** RECORDS FOR THIS TASK follows **
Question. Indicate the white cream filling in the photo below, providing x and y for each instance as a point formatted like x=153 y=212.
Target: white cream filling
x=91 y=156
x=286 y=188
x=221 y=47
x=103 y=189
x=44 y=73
** End of RECORDS FOR THIS TASK **
** RECORDS FOR THIS TASK follows **
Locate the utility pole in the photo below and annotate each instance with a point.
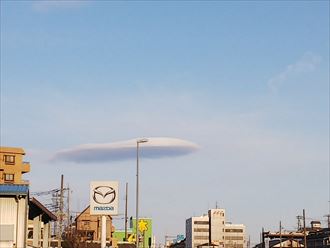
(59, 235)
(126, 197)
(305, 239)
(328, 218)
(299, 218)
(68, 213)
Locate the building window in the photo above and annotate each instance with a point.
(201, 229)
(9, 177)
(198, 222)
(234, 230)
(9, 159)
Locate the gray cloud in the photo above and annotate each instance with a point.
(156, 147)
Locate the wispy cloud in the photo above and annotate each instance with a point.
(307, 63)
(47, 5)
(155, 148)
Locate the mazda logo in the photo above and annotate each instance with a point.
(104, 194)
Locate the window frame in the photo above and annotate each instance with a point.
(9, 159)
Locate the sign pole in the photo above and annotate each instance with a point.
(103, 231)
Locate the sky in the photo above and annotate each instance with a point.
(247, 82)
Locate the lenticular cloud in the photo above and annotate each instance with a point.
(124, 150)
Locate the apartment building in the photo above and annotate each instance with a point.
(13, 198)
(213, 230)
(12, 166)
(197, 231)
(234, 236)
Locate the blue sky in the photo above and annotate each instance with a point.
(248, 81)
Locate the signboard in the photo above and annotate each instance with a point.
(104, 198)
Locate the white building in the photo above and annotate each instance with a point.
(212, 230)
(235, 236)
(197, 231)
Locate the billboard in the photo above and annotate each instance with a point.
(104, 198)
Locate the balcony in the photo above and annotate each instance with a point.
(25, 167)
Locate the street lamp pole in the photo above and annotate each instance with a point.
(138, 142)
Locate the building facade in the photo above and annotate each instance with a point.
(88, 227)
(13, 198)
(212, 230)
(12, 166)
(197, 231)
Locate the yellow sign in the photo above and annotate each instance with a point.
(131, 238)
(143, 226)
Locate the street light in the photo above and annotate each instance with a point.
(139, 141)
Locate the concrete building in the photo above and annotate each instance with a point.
** End of RECORDS FOR THIS TASK **
* _ABOUT THIS EXERCISE_: Using the data above, repeat exactly the lines that begin at the line with "Locate the white" and end at the line with "Locate the concrete", both ends included.

* _RESPONSE TO THIS EXERCISE_:
Locate the white building in the photo above and annotate each instance with a point.
(212, 230)
(235, 236)
(197, 231)
Locate the billboard in the photo above and annotate each instance with a point.
(104, 198)
Locate the balcony in the photo above and annotate each instance with a point.
(25, 167)
Locate the street lamp pole in the photo above and annotate each instance with a point.
(138, 142)
Locate the building facade in the photo above and annotate each instance with a point.
(88, 227)
(13, 198)
(212, 230)
(12, 166)
(197, 231)
Locate the yellow sign in the photo above and annotate each instance with a point.
(131, 238)
(143, 226)
Locate the street light in the photo above and annotate each instance with a point.
(139, 141)
Locate the concrete building in the photo above and annotate each instance with a point.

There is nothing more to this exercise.